TASK DETAILS. Rewrite the piece on complaint season from "Yes, it is complaint" to "snorting and sneezing.", replacing "complaint season" with "grumbling season".
STUDY TEXT section start
Len MacDonald | Week 45

I paid a visit to the pharmacy today to pick up a prescription. It wasn’t for my lingering cold, or “man cold” as described by some of my female friends. I had coughed so frequently over the Christmas holidays that I actually threw my back out.

I was hoping that some pain relief would speed the healing process. While putting out the garbage this morning, my neighbour relayed a similar incident where he sneezed in his sleep and ended up attending a physiotherapy clinic. The man beside him had fallen off a roof and was being treated for multiple injuries. My neighbour didn’t have the heart to tell this poor guy how he had hurt his back.

Yes, it is complaint season again. The joy of Christmas is a distant memory. The credit card bills have arrived and the day of reckoning is at hand. Every second person you meet on the street has a flu story. They are hacking, coughing, snorting and sneezing.

“Awful flu that’s goin’ around.” “My bones ache and I wish someone would put me out of my misery.” Now there’s an invitation worth acting on. Did you ever hear so much whining and complaining as you hear in January and February?

The weather is bitterly cold one day followed by two days of rain and fog. Your bank account is overdrawn. The kids have runny noses. You’ve already thrown the ill advised New Year’s resolutions out the window. The days are short and dark. The work week seems longer than normal.
STUDY TEXT section end
PROVIDED DATA section start
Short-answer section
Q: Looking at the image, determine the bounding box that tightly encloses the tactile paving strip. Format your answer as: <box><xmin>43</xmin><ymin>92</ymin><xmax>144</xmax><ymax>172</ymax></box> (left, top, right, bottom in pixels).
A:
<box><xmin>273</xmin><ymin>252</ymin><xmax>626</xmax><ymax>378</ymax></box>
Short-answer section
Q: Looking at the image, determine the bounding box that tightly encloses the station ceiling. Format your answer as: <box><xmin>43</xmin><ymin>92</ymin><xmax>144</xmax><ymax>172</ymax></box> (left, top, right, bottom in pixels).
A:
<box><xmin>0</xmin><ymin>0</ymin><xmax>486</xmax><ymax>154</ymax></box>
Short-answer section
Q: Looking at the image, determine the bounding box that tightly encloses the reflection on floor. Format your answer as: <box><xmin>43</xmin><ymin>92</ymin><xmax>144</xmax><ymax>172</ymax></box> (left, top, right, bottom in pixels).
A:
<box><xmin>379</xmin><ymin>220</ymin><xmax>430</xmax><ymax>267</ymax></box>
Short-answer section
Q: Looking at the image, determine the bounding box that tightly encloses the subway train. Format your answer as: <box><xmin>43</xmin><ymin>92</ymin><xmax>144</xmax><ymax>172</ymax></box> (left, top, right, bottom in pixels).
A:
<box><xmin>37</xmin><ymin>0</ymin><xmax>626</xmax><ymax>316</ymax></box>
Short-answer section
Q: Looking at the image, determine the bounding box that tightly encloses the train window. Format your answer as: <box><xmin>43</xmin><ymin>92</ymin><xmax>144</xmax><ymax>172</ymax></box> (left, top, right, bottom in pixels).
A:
PROVIDED DATA section end
SOLUTION.
Yes, it is grumbling season again. The joy of Christmas is a distant memory. The credit card bills have arrived and the day of reckoning is at hand. Every second person you meet on the street has a flu story. They are hacking, coughing, snorting and sneezing.